[BEGIN LISTED ENTRIES]

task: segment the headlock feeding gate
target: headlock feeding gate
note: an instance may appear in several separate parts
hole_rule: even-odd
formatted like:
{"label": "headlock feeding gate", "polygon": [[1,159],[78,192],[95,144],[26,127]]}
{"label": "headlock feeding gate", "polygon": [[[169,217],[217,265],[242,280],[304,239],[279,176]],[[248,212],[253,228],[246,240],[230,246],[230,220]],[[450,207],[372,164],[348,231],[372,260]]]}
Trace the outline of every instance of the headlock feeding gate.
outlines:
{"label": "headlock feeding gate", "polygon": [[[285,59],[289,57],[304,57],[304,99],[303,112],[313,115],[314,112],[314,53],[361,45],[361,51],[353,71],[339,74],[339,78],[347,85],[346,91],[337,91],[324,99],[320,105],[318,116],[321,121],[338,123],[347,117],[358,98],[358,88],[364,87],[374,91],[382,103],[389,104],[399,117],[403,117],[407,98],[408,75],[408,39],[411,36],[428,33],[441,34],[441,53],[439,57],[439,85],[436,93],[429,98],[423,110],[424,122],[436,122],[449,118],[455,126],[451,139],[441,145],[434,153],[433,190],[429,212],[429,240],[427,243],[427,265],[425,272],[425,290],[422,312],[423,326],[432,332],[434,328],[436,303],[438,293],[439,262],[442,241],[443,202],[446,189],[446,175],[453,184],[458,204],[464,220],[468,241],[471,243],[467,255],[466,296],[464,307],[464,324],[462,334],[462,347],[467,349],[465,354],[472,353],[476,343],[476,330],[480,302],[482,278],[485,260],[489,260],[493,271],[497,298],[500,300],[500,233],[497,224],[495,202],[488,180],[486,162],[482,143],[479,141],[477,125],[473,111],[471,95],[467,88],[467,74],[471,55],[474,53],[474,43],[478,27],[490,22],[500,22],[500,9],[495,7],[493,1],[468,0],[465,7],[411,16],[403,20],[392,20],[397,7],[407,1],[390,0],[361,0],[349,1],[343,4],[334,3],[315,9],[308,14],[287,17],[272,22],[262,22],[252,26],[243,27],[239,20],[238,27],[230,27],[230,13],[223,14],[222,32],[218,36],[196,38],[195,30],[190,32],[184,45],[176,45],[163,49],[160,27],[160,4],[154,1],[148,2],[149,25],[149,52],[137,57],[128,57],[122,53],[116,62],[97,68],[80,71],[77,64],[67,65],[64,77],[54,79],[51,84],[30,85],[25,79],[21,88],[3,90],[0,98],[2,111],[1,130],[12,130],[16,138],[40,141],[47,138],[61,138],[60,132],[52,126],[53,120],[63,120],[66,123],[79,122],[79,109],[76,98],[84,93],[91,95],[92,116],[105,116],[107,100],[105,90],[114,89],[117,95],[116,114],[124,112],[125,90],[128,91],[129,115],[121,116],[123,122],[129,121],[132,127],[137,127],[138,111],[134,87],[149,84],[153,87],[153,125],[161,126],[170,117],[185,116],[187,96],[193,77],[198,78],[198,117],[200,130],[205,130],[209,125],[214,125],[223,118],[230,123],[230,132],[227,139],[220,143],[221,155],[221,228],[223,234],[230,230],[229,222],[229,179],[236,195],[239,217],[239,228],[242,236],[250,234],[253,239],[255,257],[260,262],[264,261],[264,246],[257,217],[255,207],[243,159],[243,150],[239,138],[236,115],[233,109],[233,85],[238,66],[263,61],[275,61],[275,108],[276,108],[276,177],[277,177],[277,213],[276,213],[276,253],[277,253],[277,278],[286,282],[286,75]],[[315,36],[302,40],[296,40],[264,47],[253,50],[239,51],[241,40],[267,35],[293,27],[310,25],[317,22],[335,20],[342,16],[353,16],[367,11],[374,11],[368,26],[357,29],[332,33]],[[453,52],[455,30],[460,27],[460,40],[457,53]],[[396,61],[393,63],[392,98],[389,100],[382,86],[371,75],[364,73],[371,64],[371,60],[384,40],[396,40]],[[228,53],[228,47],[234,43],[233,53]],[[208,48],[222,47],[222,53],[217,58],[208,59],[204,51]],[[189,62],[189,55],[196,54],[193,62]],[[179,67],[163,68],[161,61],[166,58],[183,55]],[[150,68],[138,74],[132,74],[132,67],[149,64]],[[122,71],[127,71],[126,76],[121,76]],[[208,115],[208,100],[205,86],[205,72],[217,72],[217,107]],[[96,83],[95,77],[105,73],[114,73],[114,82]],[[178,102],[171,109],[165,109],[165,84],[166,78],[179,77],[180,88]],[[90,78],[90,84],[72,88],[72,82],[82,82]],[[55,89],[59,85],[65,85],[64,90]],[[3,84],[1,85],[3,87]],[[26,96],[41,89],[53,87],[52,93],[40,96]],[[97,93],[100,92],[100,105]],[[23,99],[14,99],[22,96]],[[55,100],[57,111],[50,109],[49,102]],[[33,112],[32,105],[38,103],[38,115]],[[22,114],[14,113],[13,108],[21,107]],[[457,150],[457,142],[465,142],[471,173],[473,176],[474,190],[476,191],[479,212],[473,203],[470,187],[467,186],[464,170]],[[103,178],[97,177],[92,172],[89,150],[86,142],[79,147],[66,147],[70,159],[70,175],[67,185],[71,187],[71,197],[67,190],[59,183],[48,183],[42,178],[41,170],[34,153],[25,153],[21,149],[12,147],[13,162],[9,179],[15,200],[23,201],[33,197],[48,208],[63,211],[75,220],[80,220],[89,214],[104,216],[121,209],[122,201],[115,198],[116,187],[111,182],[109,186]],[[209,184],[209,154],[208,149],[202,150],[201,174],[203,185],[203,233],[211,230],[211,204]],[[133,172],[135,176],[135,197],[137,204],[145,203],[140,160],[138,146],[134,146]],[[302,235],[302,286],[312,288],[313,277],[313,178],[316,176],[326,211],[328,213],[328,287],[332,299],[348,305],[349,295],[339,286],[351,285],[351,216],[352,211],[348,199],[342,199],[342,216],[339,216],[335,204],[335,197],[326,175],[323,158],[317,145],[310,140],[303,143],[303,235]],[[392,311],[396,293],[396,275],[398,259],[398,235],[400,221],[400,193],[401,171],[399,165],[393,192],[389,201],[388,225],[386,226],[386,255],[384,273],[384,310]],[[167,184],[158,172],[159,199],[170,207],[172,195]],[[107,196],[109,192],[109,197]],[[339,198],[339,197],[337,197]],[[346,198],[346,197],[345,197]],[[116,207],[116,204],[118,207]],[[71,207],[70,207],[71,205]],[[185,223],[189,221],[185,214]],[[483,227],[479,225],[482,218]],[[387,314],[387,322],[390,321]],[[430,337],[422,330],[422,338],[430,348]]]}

[END LISTED ENTRIES]

## TO BE DONE
Reproduce the listing above word for word.

## EXERCISE ANSWER
task: segment the headlock feeding gate
target: headlock feeding gate
note: an instance may appear in several separate parts
hole_rule: even-odd
formatted like:
{"label": "headlock feeding gate", "polygon": [[1,159],[78,192],[95,144],[26,127]]}
{"label": "headlock feeding gate", "polygon": [[[169,217],[217,265],[242,280],[304,239],[279,176]],[[248,212],[253,228],[246,240],[230,246],[230,220]],[[450,207],[372,164],[348,231],[372,260]]]}
Trace the outline of every instance of the headlock feeding gate.
outlines:
{"label": "headlock feeding gate", "polygon": [[[285,59],[289,57],[304,57],[304,99],[303,112],[313,115],[314,112],[314,53],[361,45],[361,51],[353,71],[339,74],[339,78],[347,85],[346,91],[337,91],[324,99],[320,105],[318,116],[321,121],[338,123],[347,117],[358,98],[358,88],[364,87],[374,91],[382,103],[389,104],[399,117],[403,117],[407,98],[408,75],[408,39],[411,36],[428,33],[441,34],[441,53],[439,57],[439,85],[436,93],[429,98],[423,110],[424,122],[436,122],[449,118],[455,126],[451,139],[441,145],[434,153],[433,190],[429,212],[429,240],[427,243],[427,265],[425,272],[425,290],[422,312],[423,326],[432,332],[434,328],[436,303],[438,293],[439,262],[442,241],[443,202],[446,189],[446,175],[453,184],[458,204],[464,220],[468,241],[471,243],[467,255],[466,296],[464,307],[464,324],[462,334],[462,347],[467,349],[465,354],[472,353],[476,343],[476,330],[480,302],[482,278],[485,260],[489,260],[493,271],[497,298],[500,300],[500,233],[497,224],[495,202],[488,180],[486,162],[482,143],[479,141],[477,125],[473,111],[471,95],[467,88],[467,74],[471,55],[474,53],[474,43],[478,27],[490,22],[500,22],[500,9],[495,7],[493,1],[468,0],[465,7],[411,16],[403,20],[392,20],[397,7],[407,1],[390,0],[361,0],[349,1],[343,4],[334,3],[315,9],[308,14],[287,17],[272,22],[262,22],[252,26],[243,27],[239,20],[238,27],[230,27],[230,13],[223,14],[222,32],[218,36],[196,38],[195,30],[190,32],[184,45],[176,45],[163,49],[160,27],[160,4],[154,1],[148,2],[149,25],[149,52],[137,57],[128,57],[122,53],[116,62],[97,68],[80,71],[77,64],[67,65],[64,77],[54,79],[51,84],[30,85],[25,79],[21,88],[3,90],[0,98],[2,111],[1,130],[12,130],[16,138],[40,141],[47,138],[61,138],[60,132],[52,126],[53,120],[63,120],[66,123],[79,122],[79,109],[76,98],[84,93],[91,95],[92,116],[105,116],[107,100],[105,90],[114,89],[117,95],[116,114],[124,112],[125,90],[128,91],[129,115],[121,116],[123,122],[129,121],[132,127],[137,127],[138,111],[134,87],[149,84],[153,87],[153,125],[161,126],[170,117],[185,116],[187,96],[193,77],[198,78],[198,117],[200,130],[205,130],[209,125],[214,125],[223,118],[230,123],[230,132],[227,139],[220,143],[221,155],[221,228],[223,234],[230,230],[229,222],[229,179],[236,195],[239,217],[239,228],[242,236],[250,234],[253,239],[255,257],[260,262],[264,261],[264,246],[257,217],[255,207],[243,159],[243,150],[239,138],[236,115],[233,109],[233,85],[238,66],[263,61],[275,61],[275,108],[276,108],[276,177],[277,177],[277,213],[276,213],[276,253],[277,253],[277,278],[286,282],[286,75]],[[315,36],[302,40],[296,40],[264,47],[253,50],[239,51],[241,40],[267,35],[293,27],[310,25],[317,22],[335,20],[342,16],[353,16],[367,11],[374,11],[368,26],[357,29],[332,33]],[[453,52],[455,30],[460,27],[460,40],[457,53]],[[396,61],[393,63],[392,98],[389,100],[382,86],[371,75],[364,73],[371,64],[371,60],[384,40],[396,40]],[[228,53],[228,47],[234,43],[233,53]],[[208,48],[222,47],[222,53],[217,58],[208,59],[204,51]],[[189,62],[189,55],[196,54],[193,62]],[[179,67],[163,68],[161,61],[166,58],[183,55]],[[150,68],[138,74],[132,74],[132,67],[149,64]],[[122,71],[127,71],[126,76],[121,76]],[[208,115],[208,100],[205,86],[205,72],[217,72],[217,107]],[[96,83],[95,77],[105,73],[114,73],[114,82]],[[178,102],[171,109],[165,109],[165,84],[166,78],[179,77],[180,88]],[[90,78],[90,84],[72,88],[72,82],[82,82]],[[55,89],[59,85],[65,85],[64,90]],[[3,84],[1,85],[3,87]],[[26,96],[41,89],[53,87],[52,93],[40,96]],[[97,93],[100,92],[100,105]],[[23,99],[14,99],[22,96]],[[55,100],[57,111],[50,109],[49,102]],[[33,112],[32,105],[38,103],[38,115]],[[22,114],[14,113],[13,108],[21,107]],[[457,150],[457,142],[465,142],[471,173],[473,176],[474,190],[476,191],[479,212],[473,203],[470,187],[467,186],[464,170]],[[103,178],[97,177],[92,172],[89,150],[86,142],[79,147],[66,147],[70,159],[70,175],[67,185],[71,187],[71,197],[67,190],[59,183],[48,183],[42,178],[41,170],[34,153],[25,153],[21,149],[12,147],[13,162],[9,179],[15,200],[23,201],[33,197],[48,208],[63,211],[75,220],[80,220],[89,214],[104,216],[121,209],[122,201],[115,198],[116,187],[111,182],[109,186]],[[209,184],[209,154],[208,149],[202,150],[201,174],[203,185],[203,233],[211,230],[211,204]],[[133,172],[135,176],[135,197],[137,204],[145,203],[140,160],[138,146],[134,146]],[[302,235],[302,286],[312,288],[313,277],[313,178],[316,176],[326,211],[328,213],[328,287],[332,299],[348,305],[349,295],[339,286],[351,285],[351,216],[352,211],[348,199],[342,199],[342,216],[339,216],[335,204],[335,197],[326,175],[323,158],[317,145],[310,140],[303,143],[303,235]],[[392,311],[396,293],[396,275],[398,259],[398,235],[400,221],[400,193],[401,171],[399,165],[393,192],[389,201],[388,225],[386,226],[386,255],[384,273],[384,310]],[[167,184],[158,172],[159,199],[170,207],[172,195]],[[107,196],[109,192],[109,197]],[[339,198],[339,197],[337,197]],[[346,198],[346,197],[345,197]],[[116,207],[116,204],[118,207]],[[71,207],[70,207],[71,205]],[[185,223],[189,221],[185,214]],[[483,227],[479,225],[482,218]],[[387,314],[387,322],[390,321]],[[430,337],[422,330],[422,338],[430,348]]]}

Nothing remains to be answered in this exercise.